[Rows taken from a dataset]
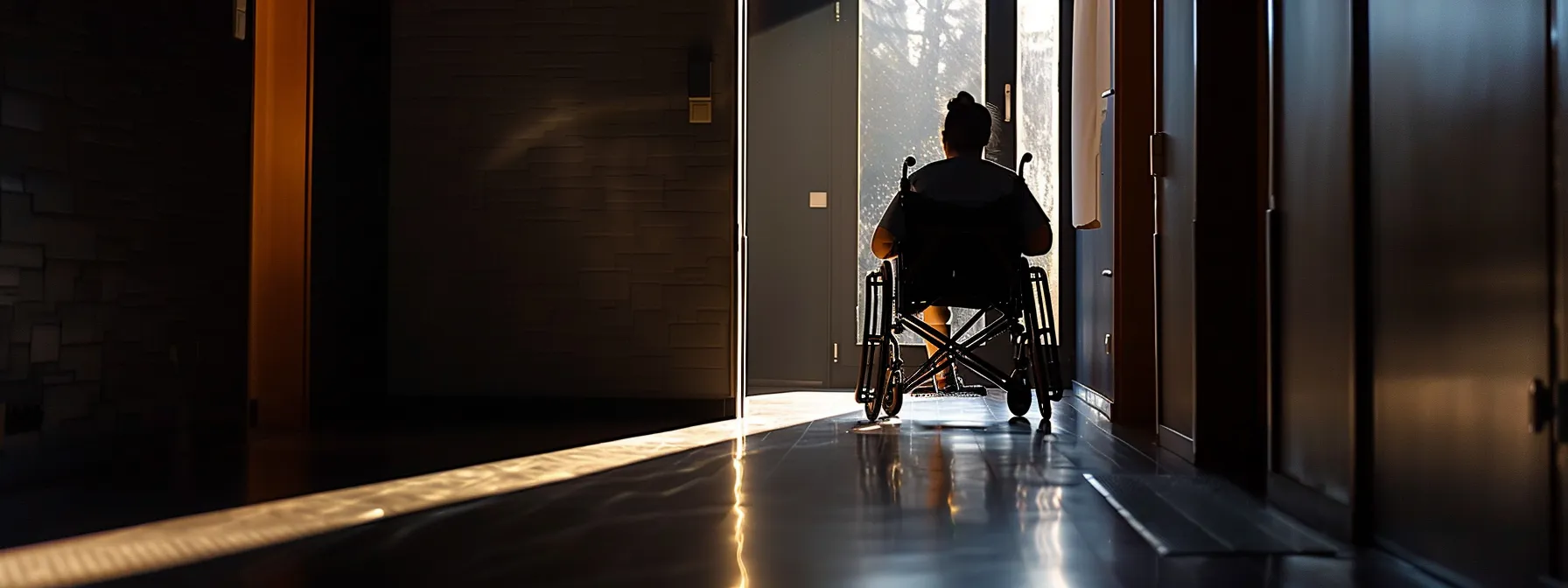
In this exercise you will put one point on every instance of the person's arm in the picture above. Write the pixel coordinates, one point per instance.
(1033, 225)
(886, 234)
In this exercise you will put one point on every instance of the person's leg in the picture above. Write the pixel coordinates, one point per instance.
(938, 317)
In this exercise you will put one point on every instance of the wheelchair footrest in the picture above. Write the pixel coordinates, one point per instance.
(976, 391)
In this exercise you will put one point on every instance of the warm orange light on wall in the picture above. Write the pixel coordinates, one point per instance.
(281, 214)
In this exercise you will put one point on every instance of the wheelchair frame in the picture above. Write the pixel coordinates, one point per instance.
(1027, 317)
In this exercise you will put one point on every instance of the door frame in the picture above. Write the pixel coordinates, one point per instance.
(1001, 15)
(279, 306)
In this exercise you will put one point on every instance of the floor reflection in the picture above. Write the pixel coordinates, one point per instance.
(954, 494)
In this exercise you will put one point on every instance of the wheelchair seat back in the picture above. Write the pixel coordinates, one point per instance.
(958, 256)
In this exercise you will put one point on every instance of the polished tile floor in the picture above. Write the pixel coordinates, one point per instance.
(956, 494)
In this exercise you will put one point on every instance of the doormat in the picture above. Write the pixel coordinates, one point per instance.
(974, 391)
(1184, 514)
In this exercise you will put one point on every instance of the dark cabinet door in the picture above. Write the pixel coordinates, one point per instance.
(1460, 276)
(1175, 223)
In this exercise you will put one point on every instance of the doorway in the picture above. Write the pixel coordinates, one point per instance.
(822, 165)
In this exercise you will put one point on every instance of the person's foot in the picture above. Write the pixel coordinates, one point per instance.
(948, 382)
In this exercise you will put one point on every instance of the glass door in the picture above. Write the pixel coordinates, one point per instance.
(912, 57)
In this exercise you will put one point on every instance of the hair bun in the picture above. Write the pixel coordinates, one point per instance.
(962, 101)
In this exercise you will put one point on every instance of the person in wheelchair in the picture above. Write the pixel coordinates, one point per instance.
(966, 179)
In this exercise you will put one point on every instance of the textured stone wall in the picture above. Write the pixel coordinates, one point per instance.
(124, 209)
(557, 226)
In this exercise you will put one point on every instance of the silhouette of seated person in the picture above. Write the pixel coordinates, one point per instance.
(966, 179)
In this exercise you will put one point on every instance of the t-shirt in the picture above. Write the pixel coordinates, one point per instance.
(970, 180)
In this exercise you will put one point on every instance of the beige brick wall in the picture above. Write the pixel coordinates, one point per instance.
(557, 226)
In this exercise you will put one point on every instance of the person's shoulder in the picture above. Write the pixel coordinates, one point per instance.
(999, 170)
(934, 168)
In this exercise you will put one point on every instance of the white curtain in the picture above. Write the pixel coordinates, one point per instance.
(1090, 79)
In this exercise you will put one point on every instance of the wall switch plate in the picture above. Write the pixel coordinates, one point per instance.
(700, 110)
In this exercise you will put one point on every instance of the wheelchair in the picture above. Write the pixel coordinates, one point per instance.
(963, 257)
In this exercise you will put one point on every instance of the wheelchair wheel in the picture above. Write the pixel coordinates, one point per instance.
(875, 375)
(892, 402)
(1018, 399)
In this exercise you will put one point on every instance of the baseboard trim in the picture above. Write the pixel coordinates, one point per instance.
(1095, 400)
(1312, 507)
(786, 383)
(1176, 443)
(1435, 570)
(439, 411)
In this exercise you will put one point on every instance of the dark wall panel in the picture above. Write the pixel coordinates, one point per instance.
(1460, 281)
(1175, 217)
(124, 221)
(1314, 206)
(557, 226)
(348, 207)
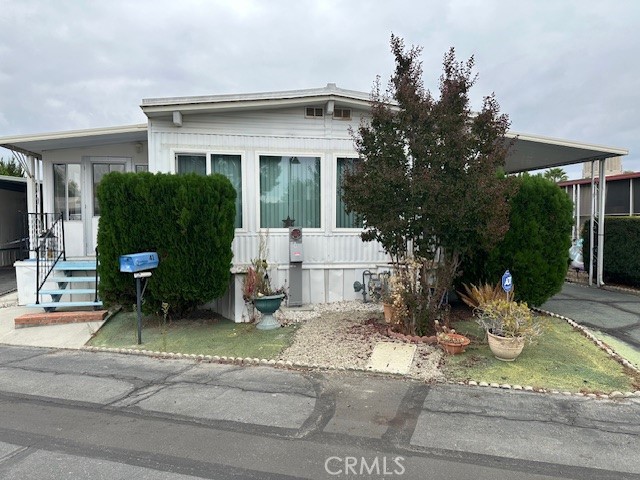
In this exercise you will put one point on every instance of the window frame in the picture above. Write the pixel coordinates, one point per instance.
(315, 111)
(66, 215)
(208, 154)
(342, 110)
(321, 181)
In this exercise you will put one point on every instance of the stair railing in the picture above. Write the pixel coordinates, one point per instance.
(46, 233)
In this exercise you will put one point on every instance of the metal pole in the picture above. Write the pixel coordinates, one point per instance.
(592, 222)
(139, 305)
(602, 200)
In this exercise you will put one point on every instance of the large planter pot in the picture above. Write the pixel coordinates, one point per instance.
(267, 306)
(506, 349)
(388, 310)
(454, 347)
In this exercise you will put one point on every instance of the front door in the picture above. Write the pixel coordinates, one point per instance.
(95, 169)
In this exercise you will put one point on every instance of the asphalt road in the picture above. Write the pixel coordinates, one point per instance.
(76, 414)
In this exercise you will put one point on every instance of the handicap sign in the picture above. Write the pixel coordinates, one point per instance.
(507, 281)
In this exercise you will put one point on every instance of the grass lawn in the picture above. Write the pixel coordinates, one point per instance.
(208, 335)
(562, 359)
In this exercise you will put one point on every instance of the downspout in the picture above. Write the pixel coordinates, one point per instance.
(592, 221)
(602, 200)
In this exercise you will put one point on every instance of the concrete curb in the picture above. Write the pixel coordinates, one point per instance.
(290, 365)
(599, 343)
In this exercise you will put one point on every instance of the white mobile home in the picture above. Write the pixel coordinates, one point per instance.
(283, 151)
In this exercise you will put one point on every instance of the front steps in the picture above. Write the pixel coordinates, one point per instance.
(71, 280)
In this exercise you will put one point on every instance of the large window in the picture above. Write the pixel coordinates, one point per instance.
(344, 219)
(227, 165)
(289, 191)
(99, 171)
(191, 164)
(66, 190)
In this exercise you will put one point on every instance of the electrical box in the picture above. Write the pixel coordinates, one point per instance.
(138, 262)
(296, 253)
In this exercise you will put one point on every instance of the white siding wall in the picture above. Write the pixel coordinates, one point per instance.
(333, 259)
(75, 230)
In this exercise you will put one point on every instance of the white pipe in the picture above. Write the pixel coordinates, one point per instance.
(592, 220)
(602, 198)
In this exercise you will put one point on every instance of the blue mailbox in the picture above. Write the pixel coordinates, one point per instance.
(138, 262)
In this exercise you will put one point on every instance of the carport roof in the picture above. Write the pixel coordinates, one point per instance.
(535, 152)
(528, 152)
(38, 143)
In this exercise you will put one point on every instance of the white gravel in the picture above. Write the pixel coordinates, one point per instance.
(334, 335)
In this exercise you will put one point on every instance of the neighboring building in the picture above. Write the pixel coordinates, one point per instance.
(613, 166)
(622, 197)
(283, 151)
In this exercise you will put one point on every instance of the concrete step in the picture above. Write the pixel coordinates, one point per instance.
(63, 279)
(78, 265)
(58, 318)
(69, 291)
(65, 304)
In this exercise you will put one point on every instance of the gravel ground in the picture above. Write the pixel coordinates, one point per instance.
(343, 334)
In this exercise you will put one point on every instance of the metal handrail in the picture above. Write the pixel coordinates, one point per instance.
(46, 235)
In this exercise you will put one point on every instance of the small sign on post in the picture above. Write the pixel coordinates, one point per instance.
(507, 283)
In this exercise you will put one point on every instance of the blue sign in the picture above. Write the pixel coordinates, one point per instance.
(507, 281)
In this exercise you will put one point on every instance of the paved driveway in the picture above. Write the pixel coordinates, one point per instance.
(612, 312)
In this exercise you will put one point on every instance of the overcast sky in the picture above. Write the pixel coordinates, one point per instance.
(566, 69)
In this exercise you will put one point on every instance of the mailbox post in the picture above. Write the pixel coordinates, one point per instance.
(139, 264)
(295, 266)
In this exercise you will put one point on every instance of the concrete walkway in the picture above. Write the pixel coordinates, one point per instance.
(72, 335)
(613, 312)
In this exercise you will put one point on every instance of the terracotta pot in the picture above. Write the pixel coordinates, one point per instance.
(506, 349)
(387, 309)
(267, 306)
(453, 348)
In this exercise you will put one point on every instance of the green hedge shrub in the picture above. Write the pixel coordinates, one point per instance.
(536, 248)
(187, 219)
(621, 262)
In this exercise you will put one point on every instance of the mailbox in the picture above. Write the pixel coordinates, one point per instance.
(295, 245)
(138, 262)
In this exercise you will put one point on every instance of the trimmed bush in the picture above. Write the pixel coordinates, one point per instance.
(621, 262)
(536, 248)
(187, 219)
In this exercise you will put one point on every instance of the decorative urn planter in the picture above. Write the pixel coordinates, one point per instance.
(506, 349)
(267, 306)
(453, 343)
(388, 310)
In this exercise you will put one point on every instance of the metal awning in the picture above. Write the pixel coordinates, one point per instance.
(535, 152)
(527, 153)
(35, 145)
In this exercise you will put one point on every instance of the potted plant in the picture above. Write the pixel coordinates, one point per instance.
(509, 325)
(257, 290)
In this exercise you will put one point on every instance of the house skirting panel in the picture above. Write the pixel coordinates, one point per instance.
(320, 284)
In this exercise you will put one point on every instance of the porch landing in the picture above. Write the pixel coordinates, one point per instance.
(59, 318)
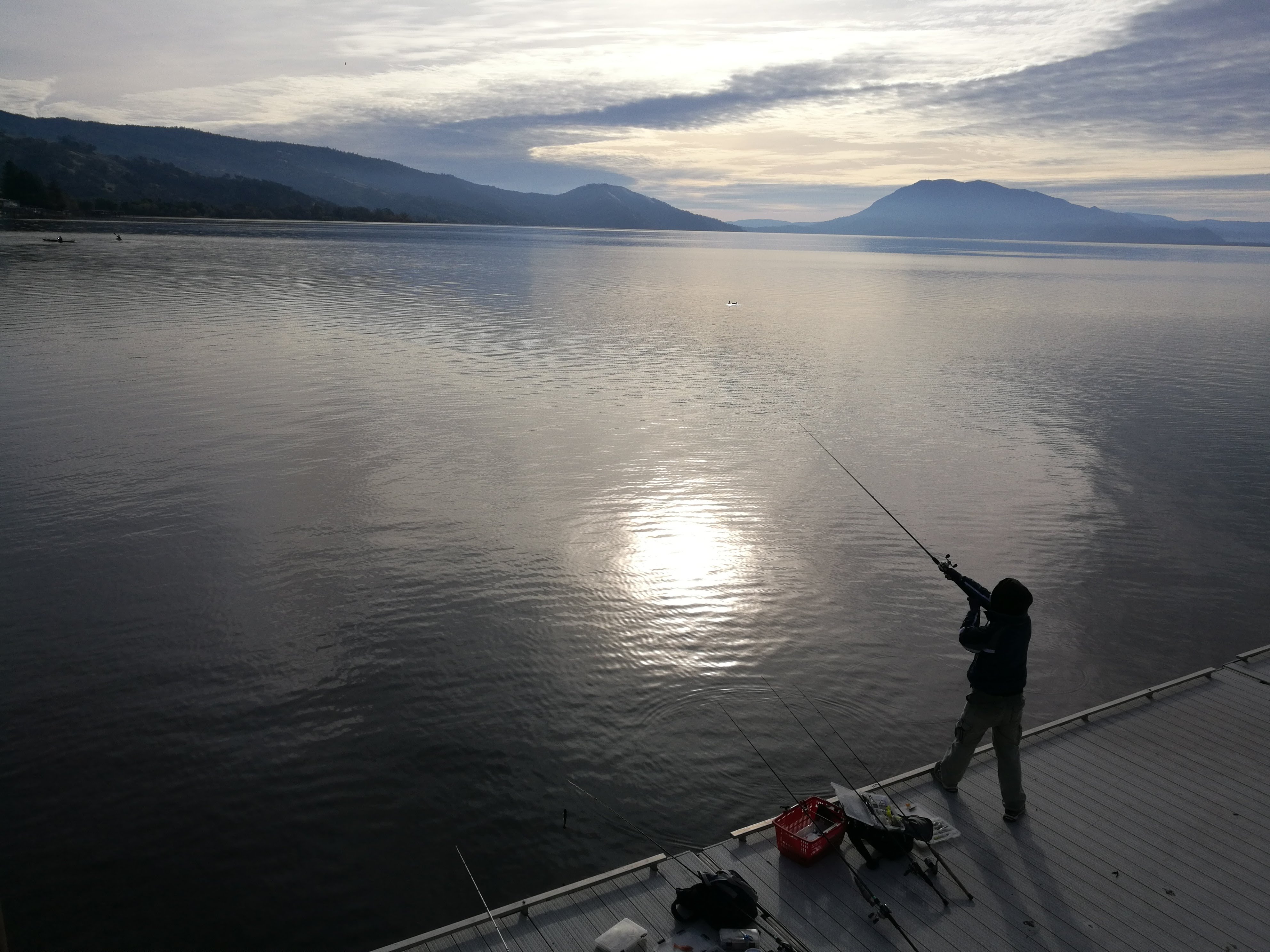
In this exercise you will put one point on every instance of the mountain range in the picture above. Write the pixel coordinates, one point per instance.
(984, 210)
(173, 171)
(347, 179)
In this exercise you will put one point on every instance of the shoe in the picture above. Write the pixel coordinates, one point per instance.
(938, 779)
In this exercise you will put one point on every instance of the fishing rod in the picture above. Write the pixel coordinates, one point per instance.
(482, 899)
(784, 935)
(947, 564)
(880, 786)
(933, 558)
(871, 898)
(913, 866)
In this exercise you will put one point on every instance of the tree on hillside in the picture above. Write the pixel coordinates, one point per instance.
(23, 187)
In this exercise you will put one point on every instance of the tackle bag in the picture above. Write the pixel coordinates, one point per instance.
(723, 899)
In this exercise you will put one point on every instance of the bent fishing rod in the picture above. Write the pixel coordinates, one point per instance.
(913, 866)
(879, 785)
(947, 565)
(782, 931)
(492, 922)
(871, 898)
(873, 497)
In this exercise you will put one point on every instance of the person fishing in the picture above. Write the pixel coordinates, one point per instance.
(997, 677)
(997, 674)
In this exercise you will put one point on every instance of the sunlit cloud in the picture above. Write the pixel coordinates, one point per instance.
(703, 103)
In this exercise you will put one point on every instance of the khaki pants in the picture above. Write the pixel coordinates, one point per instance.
(1005, 716)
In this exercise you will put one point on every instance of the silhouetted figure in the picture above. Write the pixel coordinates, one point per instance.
(997, 677)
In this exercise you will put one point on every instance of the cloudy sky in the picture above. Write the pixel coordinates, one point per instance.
(802, 110)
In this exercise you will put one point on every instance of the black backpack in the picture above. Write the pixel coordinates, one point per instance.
(723, 899)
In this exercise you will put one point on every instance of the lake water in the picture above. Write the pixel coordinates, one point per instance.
(328, 548)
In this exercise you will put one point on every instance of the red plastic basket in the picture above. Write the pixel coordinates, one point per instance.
(807, 832)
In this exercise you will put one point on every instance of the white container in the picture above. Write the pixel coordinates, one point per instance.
(738, 940)
(625, 937)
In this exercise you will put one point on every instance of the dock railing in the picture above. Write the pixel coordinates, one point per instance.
(1150, 694)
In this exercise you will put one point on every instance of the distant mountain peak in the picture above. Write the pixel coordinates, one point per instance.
(351, 179)
(985, 210)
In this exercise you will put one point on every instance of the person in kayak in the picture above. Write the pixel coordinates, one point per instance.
(997, 677)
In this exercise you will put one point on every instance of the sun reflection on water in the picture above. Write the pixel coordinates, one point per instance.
(682, 550)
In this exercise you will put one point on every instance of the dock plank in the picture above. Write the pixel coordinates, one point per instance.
(1147, 831)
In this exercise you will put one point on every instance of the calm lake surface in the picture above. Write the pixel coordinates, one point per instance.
(328, 548)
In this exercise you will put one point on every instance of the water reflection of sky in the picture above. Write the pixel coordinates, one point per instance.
(414, 517)
(681, 553)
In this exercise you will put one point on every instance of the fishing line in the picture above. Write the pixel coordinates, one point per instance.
(913, 866)
(482, 899)
(871, 898)
(768, 917)
(939, 859)
(872, 496)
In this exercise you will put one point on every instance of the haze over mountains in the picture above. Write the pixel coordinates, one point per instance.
(984, 210)
(350, 179)
(186, 172)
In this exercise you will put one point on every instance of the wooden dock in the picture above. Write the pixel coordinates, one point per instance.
(1147, 828)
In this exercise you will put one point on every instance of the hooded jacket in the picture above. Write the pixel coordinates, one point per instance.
(1000, 664)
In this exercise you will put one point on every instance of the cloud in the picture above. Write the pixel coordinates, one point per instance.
(714, 110)
(25, 96)
(1192, 74)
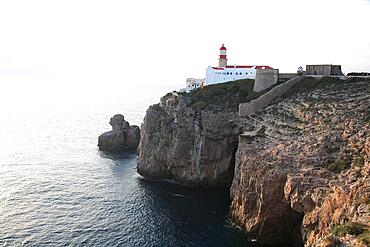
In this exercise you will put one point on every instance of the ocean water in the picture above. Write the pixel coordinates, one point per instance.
(58, 189)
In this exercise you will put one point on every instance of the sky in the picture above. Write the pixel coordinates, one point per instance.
(146, 43)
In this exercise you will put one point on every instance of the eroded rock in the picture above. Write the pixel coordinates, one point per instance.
(121, 137)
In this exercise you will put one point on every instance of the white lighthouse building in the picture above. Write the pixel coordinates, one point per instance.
(224, 72)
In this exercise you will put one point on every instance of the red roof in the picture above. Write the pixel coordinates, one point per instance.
(223, 47)
(244, 67)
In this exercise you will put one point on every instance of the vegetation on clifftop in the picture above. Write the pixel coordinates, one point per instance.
(223, 95)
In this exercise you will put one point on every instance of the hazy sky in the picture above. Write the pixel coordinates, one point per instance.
(162, 42)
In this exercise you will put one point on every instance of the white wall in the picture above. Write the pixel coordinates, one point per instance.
(214, 76)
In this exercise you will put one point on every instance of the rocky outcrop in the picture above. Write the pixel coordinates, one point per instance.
(121, 137)
(302, 162)
(302, 165)
(192, 147)
(192, 138)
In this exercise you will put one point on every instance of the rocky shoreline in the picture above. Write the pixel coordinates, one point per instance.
(298, 169)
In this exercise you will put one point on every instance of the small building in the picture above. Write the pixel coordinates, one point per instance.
(324, 70)
(192, 83)
(224, 72)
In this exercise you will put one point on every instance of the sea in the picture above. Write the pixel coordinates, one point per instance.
(58, 189)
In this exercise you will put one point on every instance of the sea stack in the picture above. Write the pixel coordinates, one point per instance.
(121, 137)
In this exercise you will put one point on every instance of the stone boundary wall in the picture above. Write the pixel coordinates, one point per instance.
(257, 105)
(265, 78)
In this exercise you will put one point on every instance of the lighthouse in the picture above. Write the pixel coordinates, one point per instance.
(222, 61)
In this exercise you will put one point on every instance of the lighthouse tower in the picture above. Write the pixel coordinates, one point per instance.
(222, 61)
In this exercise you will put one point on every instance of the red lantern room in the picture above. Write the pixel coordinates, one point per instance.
(222, 61)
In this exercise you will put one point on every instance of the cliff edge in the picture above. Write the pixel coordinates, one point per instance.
(302, 165)
(192, 138)
(298, 165)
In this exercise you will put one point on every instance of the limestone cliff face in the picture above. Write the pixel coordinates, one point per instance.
(302, 165)
(194, 147)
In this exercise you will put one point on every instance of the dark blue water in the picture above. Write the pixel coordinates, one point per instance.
(58, 189)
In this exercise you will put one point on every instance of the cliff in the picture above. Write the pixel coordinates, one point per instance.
(305, 172)
(192, 138)
(299, 165)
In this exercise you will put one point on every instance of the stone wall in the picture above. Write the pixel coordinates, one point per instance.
(265, 78)
(324, 69)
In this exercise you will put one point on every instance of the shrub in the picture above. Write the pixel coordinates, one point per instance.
(351, 228)
(365, 237)
(199, 105)
(228, 94)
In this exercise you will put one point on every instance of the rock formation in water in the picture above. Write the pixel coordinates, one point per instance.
(302, 164)
(121, 137)
(307, 170)
(192, 138)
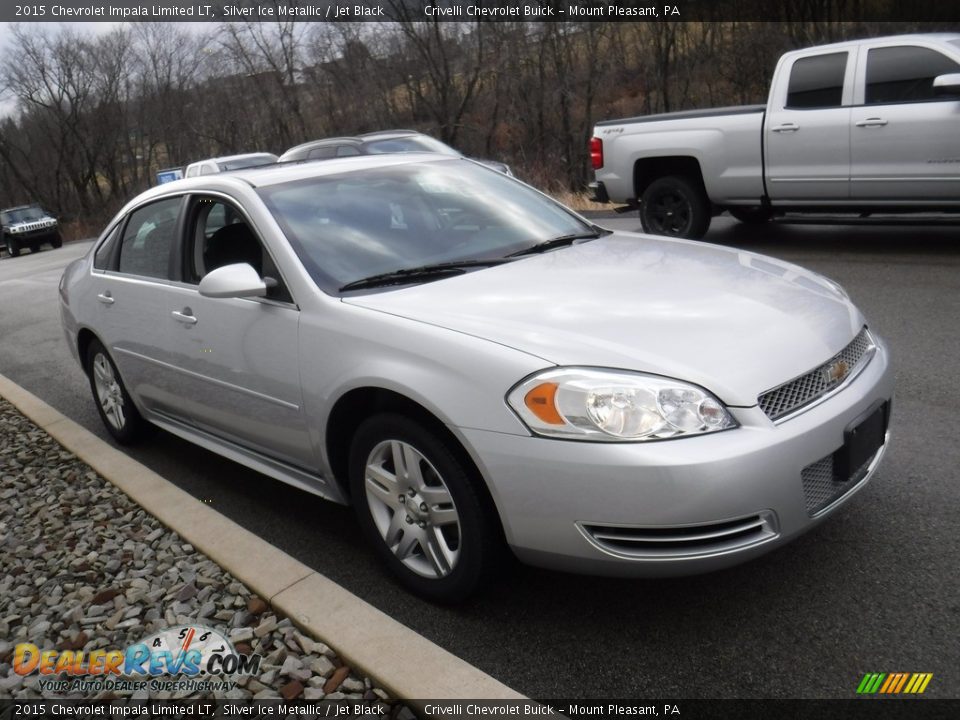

▸ **GIVEN EXERCISE**
Determine how many lines in the rows above contain the word "wheelchair", and reply with that number alone.

▸ **RESULT OF THE TASK**
6